▸ Exercise directions
Render each line of the material below as a JSON array of strings, one string per line, with blank lines omitted.

____________________

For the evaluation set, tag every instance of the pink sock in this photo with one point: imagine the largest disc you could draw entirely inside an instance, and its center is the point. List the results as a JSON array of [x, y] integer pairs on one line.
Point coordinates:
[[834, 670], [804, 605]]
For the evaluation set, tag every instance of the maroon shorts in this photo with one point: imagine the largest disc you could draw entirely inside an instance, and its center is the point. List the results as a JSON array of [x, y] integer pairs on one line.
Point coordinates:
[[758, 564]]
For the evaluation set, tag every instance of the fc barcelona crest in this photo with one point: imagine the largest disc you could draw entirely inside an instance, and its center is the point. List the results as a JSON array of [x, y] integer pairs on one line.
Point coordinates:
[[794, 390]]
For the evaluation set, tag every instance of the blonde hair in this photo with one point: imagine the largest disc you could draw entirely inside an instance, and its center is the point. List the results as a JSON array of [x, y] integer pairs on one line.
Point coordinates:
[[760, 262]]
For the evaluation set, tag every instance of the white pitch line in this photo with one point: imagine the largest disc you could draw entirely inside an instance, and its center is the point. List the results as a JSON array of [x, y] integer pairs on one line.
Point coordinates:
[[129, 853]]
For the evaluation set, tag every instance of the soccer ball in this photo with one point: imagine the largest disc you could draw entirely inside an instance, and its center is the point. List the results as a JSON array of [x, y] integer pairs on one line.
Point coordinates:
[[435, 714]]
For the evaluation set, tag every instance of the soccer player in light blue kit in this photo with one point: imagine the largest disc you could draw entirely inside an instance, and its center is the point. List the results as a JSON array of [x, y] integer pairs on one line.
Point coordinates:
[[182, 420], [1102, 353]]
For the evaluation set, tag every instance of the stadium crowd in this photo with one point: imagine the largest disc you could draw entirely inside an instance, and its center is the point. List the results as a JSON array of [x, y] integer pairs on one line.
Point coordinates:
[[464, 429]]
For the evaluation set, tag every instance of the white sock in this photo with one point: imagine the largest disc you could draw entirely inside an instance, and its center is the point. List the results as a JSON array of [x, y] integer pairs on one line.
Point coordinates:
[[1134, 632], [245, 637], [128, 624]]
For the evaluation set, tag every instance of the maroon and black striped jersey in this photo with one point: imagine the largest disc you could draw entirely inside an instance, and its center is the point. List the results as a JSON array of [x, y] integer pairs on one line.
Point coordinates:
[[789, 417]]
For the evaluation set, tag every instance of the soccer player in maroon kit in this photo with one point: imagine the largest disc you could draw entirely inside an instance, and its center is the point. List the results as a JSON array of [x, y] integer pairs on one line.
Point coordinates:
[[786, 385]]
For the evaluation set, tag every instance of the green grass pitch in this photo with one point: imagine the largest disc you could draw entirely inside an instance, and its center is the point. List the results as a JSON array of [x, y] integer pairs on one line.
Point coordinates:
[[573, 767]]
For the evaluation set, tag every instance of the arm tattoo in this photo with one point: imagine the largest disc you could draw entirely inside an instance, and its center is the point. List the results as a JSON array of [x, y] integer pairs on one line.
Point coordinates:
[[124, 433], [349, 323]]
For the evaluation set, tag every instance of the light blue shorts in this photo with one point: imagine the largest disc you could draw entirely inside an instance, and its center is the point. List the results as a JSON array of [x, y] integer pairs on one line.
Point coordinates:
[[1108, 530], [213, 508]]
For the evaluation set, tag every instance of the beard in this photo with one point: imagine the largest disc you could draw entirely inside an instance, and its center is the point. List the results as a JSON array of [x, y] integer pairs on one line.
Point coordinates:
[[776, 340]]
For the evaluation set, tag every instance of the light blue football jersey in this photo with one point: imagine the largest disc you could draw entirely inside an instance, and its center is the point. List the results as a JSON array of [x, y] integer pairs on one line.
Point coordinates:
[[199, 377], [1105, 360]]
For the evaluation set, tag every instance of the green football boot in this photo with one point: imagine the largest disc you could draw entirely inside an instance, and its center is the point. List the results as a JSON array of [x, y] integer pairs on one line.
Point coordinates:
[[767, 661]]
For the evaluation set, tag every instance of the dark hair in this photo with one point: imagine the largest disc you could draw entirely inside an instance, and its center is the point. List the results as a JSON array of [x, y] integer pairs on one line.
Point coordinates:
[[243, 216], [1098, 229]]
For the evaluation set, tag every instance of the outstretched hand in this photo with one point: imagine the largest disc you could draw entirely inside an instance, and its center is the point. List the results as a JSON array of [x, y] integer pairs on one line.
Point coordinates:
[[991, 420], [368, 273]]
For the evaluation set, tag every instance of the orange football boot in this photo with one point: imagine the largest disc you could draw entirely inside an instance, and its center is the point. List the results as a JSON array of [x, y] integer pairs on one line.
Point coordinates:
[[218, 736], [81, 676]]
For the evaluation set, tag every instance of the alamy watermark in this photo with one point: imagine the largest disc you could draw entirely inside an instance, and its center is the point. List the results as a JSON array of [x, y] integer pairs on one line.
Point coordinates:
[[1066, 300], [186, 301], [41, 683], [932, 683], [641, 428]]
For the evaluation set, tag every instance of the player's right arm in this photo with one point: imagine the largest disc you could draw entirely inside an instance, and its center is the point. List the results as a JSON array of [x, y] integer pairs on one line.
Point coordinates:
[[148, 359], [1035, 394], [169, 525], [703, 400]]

____________________

▸ Result
[
  "For the evaluation set, tag every instance of the pink sock in this photo with one point: imagine the largest disc you could draw entirely inside an instance, and its center is the point. List the results as a JSON array of [x, y] integer pairs on one line.",
  "Point coordinates:",
  "[[834, 670], [804, 605]]",
  "For the evaluation set, tag every instance of the maroon shorts in this photo with one point: imagine the largest disc you could draw entirely inside an instance, and its center is the point. List the results as a JSON array of [x, y] integer pairs on one line.",
  "Point coordinates:",
  "[[758, 564]]",
  "For the evaluation set, tag every instance of the fc barcelona crest in this photo with one point: imagine the largest disc you could draw entirely inside an instance, and its center is the point. List the results as a JSON array of [x, y] integer pairs on one line.",
  "Point coordinates:",
  "[[794, 390]]",
  "For the evaluation set, tag every instance of the blonde hair in this photo with one point: imagine the largest disc you could draw entirely inside an instance, and its center is the point. List the results as a JSON array of [x, y] integer pairs on one line.",
  "Point coordinates:",
  "[[760, 262]]",
  "For the evaluation set, tag every instance of the white pitch line in this photo with one point: imagine the largest disc you could draw entirely inside an instance, and its center is the point. List the results as a JSON array of [x, y] integer pairs on one line.",
  "Point coordinates:",
  "[[129, 853]]",
  "For the evaluation set, tag every instance of the soccer ball in this photo with one point: imagine the largest disc you could draw entirely inside an instance, and its center is the point. List the results as a JSON array of [x, y] integer pairs on one line.",
  "Point coordinates:",
  "[[435, 714]]",
  "For the evaluation set, tag every instance of the soccer player in light blue kit in this photo with one point: imagine the largest disc you could draw entirely inside an instance, and its center is the point. List the results as a JSON array of [x, y] integer pairs on one line.",
  "Point coordinates:",
  "[[182, 420], [1102, 353]]",
  "For the evaluation set, tag every instance of the stadium crowd in this photo with one point: imagine the largest disc you could draw entirely inside an instance, and its center is the point. List the results as a JSON array of [x, y] integer pairs on one line.",
  "Point coordinates:",
  "[[464, 429]]",
  "For the evaluation set, tag every instance of the white sock in this photo with one point: imagine the largest disc you could draw entirely inside an instance, and its center is the point. List the results as a JSON array of [x, y] integer pairs on one line.",
  "Point coordinates:",
  "[[1134, 632], [245, 637], [128, 624]]",
  "For the evaluation set, tag every instance of the maroon and black striped jersey in this photo with one point: imagine the largest disc you could draw entirely inside an instance, and its center is the point. List the results as a JSON array of [x, y] integer pairs on one line.",
  "Point coordinates:",
  "[[789, 417]]",
  "For the evaluation set, tag every instance of the soccer player in maroon kit in this photo with one point: imagine the largest disc you could draw entirely inside an instance, and its center is the point. List the results as a JSON array of [x, y] integer pairs on one line.",
  "Point coordinates:",
  "[[786, 385]]",
  "For the evaluation set, tag every instance of the green grass pitch in this photo with one point: imagine the largest disc you could draw entirely inside an instance, and its center is the point. List the results as a JSON array of [x, y] integer pairs on one line.",
  "Point coordinates:",
  "[[573, 767]]",
  "For the evaluation set, tag every instance of the arm tattoo in this photo with one point: imagine the largest disc you could draw entirely inside an instance, and its center is the point. List the results as a JSON array of [x, y] integer pairs on one line.",
  "Point coordinates:",
  "[[124, 433], [349, 323]]",
  "For the evaluation set, tag every instance of the light blue shorts in this photo with one point: imagine the largest disc you could draw entirely inside an instance, and its center is the point. List the results as a JSON array of [x, y] integer pairs on one line.",
  "Point coordinates:",
  "[[1108, 530], [213, 508]]",
  "For the evaluation set, tag every instance of the beard in this photo with one point: imagine the largest disc you could draw entirely inside an instance, and its center is the point. List the results as a JSON array of [x, y] integer pairs on one line.",
  "Point coordinates:",
  "[[776, 340]]",
  "For the evaluation set, tag every instance of the light blue football jersey in this photo with one point: imagine the largest disc you could draw entirely inside an instance, and its center is the point. List the results as a JSON array of [x, y] integer pairs on one line.",
  "Point coordinates:",
  "[[199, 377], [1105, 360]]",
  "For the evaluation set, tag every instance of the green football boot in this photo with one point: imagine the largest disc you could draw entirely inside an instance, and its center is the point. List the results as a JSON array of [x, y] integer pairs on one line.",
  "Point coordinates:",
  "[[767, 661]]",
  "For the evaluation set, tag every instance of the dark hair in this photo with one point: imagine the largest disc you could draw entirely inside an instance, and its center is the point. List the results as a JSON array of [x, y] integer pairs on one line.",
  "Point coordinates:",
  "[[243, 216], [1098, 229]]",
  "For the evaluation set, tag every instance of the outstretched hand in this photo with one point: imagine the largest disc you could draw entirely inside an instance, and its center is the point. List the results as a JSON array of [x, y] integer pairs on one line.",
  "Point coordinates:",
  "[[991, 420], [368, 273]]",
  "For the evaluation set, tag every instance of the orange football boot in this photo with one point: imagine the largest disc you could draw entirely inside an instance, and its center is the point. List the results as a JSON array of [x, y] integer pairs on one line.",
  "Point coordinates:",
  "[[218, 736], [81, 676]]",
  "For the evaluation set, tag every instance of the alamy watermark in this photo with one point: imagine the largest disc you could draw entirely inside an instance, and its center is the point. List the results as a JSON array of [x, y] integer pairs on one line.",
  "Point coordinates:",
  "[[1066, 300], [186, 301], [41, 683], [932, 683], [641, 428]]",
  "For the evaluation set, tag every instance of the player's right arm in this photo with one point: imagine the largest disc you could draw entirely inside an instance, and its center is the point. List the results as a JSON array of [x, y] integer pairs on one line.",
  "Point coordinates:",
  "[[148, 359], [1035, 394], [169, 525], [703, 400]]"
]